Segment Start: PROVIDED DATA
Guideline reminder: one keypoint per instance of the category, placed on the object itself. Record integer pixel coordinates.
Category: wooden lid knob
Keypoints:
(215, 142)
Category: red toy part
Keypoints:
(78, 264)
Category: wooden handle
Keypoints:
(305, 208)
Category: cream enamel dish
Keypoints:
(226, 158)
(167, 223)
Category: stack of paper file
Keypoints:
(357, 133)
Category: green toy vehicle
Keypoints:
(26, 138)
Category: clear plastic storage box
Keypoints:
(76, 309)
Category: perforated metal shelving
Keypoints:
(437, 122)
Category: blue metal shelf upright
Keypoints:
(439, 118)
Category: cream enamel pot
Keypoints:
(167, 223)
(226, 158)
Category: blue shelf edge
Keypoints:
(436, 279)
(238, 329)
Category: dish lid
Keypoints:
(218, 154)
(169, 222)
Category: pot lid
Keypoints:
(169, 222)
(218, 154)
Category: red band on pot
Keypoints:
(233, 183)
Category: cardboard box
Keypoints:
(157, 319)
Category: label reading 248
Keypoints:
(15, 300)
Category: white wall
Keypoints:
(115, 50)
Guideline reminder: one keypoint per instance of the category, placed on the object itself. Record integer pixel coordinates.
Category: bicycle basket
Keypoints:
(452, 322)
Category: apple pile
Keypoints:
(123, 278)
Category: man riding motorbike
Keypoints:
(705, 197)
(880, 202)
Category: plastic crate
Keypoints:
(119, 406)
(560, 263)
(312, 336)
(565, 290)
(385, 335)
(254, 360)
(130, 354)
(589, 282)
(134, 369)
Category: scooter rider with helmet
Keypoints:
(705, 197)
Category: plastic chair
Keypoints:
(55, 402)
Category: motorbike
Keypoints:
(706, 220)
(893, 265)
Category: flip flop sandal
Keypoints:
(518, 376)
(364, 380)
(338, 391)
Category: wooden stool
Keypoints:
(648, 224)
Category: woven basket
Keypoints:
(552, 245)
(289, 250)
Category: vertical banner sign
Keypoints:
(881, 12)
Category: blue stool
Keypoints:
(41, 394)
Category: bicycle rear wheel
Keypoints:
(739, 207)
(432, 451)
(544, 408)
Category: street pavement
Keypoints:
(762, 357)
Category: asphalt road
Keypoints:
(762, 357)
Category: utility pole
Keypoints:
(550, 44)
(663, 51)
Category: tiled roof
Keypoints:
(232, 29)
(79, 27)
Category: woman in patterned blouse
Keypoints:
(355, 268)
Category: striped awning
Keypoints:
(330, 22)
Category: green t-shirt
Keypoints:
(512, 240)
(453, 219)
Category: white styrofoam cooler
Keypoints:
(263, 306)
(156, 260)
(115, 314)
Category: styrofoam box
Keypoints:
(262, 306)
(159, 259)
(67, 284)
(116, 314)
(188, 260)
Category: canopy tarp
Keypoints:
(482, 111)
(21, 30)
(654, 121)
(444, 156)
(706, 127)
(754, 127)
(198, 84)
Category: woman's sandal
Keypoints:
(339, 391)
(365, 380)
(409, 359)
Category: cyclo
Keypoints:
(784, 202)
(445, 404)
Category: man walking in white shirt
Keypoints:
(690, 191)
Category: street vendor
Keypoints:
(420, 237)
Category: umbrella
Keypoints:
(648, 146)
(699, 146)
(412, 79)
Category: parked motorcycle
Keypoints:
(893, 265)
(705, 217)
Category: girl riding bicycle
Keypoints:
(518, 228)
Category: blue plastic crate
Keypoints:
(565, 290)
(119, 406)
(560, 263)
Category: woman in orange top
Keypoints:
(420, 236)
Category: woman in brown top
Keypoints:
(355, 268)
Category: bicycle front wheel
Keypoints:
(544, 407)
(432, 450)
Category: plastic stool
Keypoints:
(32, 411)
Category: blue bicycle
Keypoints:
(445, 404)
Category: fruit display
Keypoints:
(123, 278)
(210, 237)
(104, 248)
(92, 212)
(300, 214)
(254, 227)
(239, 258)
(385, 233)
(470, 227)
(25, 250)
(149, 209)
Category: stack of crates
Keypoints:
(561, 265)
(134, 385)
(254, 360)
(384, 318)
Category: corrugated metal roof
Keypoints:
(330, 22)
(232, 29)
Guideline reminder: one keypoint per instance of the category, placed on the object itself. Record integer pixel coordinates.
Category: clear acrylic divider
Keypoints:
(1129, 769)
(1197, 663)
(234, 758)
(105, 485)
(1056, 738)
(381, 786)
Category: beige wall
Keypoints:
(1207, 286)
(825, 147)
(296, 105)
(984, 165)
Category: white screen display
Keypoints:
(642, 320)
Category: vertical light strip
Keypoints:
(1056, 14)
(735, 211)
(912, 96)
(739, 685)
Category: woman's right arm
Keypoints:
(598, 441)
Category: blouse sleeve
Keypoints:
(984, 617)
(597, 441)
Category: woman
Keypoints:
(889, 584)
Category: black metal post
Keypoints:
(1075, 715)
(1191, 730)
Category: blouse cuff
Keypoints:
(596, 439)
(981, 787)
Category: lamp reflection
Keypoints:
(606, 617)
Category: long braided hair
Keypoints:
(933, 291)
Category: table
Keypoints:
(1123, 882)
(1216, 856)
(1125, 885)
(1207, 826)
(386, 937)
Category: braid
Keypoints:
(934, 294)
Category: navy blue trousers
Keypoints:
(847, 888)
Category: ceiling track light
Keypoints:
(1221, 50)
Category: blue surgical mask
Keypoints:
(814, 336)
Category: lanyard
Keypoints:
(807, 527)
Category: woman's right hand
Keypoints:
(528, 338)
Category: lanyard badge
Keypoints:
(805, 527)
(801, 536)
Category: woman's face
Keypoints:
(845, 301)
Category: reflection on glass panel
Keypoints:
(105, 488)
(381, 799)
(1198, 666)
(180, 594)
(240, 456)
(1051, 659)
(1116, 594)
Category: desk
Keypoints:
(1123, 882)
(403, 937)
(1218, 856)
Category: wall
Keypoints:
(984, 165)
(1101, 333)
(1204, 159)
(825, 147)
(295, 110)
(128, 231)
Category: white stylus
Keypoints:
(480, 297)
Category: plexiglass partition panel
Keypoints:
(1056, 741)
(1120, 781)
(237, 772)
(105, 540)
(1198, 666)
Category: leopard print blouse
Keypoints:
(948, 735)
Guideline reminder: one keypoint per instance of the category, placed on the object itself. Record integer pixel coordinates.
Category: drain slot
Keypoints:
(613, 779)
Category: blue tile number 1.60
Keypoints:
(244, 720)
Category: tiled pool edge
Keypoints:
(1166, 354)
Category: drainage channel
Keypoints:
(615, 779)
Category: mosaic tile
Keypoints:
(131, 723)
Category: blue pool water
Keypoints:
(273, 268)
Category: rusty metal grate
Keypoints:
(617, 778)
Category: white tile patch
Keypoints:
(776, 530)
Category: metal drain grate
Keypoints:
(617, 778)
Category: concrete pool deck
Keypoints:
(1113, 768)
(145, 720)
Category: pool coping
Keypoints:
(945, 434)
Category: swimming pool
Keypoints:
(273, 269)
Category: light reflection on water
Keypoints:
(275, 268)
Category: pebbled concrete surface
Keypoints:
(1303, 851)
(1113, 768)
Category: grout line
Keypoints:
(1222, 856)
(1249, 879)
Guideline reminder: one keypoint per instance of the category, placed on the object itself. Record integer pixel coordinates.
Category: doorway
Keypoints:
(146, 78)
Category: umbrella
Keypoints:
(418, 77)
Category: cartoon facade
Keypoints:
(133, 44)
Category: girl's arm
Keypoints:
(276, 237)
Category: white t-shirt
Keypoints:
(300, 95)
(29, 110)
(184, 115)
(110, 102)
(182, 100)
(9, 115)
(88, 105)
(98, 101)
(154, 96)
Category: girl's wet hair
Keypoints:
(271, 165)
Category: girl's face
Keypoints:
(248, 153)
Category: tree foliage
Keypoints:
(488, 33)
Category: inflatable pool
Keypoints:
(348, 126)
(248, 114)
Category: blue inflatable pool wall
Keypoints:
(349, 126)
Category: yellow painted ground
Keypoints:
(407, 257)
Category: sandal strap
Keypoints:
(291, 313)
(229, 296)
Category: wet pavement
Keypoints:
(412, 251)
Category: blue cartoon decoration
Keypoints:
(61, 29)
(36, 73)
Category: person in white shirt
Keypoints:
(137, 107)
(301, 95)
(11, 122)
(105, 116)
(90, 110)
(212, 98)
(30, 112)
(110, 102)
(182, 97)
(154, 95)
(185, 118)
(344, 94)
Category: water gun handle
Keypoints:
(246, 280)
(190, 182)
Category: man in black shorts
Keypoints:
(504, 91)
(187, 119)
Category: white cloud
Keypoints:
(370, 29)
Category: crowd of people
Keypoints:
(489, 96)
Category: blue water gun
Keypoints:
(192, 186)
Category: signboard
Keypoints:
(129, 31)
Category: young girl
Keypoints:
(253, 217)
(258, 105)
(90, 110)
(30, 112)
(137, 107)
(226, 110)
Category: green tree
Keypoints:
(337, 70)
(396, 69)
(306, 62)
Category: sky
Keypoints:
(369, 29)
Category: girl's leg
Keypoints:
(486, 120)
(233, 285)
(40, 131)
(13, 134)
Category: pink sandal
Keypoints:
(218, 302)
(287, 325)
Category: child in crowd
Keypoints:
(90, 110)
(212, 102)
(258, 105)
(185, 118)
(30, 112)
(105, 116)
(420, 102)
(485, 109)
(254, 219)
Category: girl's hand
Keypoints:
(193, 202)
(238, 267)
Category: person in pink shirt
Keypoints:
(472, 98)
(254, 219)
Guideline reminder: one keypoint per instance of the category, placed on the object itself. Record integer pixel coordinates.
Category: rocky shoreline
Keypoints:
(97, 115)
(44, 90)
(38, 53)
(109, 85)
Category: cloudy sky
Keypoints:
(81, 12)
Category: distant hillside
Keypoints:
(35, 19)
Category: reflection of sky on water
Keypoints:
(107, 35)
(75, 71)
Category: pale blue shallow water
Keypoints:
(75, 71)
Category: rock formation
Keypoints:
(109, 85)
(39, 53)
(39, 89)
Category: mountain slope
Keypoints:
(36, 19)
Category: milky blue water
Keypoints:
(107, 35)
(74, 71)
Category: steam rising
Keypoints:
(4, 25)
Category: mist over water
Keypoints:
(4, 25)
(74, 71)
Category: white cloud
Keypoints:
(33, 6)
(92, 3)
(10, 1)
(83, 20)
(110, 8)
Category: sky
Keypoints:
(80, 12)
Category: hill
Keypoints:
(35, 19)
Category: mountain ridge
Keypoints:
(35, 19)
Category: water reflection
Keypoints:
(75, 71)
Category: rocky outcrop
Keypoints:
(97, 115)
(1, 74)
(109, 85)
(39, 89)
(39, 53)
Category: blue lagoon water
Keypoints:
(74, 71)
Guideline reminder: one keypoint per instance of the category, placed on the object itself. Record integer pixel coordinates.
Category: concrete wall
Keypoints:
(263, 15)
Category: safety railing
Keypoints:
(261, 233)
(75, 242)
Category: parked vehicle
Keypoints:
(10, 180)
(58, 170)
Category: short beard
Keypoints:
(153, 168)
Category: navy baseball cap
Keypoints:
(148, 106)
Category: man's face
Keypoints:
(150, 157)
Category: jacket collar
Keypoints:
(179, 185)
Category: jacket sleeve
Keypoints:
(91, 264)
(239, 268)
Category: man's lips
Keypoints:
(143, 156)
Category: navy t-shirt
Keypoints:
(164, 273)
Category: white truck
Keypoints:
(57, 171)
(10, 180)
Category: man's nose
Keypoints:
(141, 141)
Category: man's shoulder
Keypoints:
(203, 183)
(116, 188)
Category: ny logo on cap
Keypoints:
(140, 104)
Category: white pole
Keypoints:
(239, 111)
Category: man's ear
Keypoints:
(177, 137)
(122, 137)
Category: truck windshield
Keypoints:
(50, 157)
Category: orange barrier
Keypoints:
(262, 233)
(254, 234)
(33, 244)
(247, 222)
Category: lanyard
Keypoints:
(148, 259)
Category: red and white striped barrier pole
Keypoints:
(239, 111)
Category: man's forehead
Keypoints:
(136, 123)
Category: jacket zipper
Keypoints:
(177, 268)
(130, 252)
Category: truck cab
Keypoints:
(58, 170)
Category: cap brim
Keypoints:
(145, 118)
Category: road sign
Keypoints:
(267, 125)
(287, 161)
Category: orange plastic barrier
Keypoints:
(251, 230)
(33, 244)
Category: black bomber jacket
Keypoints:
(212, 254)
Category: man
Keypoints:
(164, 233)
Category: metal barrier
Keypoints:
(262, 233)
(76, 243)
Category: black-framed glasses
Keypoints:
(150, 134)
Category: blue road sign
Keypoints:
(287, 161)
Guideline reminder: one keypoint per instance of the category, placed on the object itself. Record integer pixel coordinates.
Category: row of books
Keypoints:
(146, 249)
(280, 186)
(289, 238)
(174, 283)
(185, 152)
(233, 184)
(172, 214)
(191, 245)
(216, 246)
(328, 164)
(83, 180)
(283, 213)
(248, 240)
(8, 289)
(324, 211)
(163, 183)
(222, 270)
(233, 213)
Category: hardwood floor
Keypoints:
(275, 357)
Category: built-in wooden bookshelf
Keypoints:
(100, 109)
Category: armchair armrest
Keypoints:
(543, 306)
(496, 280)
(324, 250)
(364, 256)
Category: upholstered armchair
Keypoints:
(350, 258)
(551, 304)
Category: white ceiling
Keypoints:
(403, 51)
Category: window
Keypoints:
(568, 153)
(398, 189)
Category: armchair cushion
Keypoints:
Segment End: PROVIDED DATA
• REQUIRED WORK:
Return each line of the material above that holds the string "green".

• TASK RESPONSE:
Category: green toy vehicle
Category: green t-shirt
Category: green tree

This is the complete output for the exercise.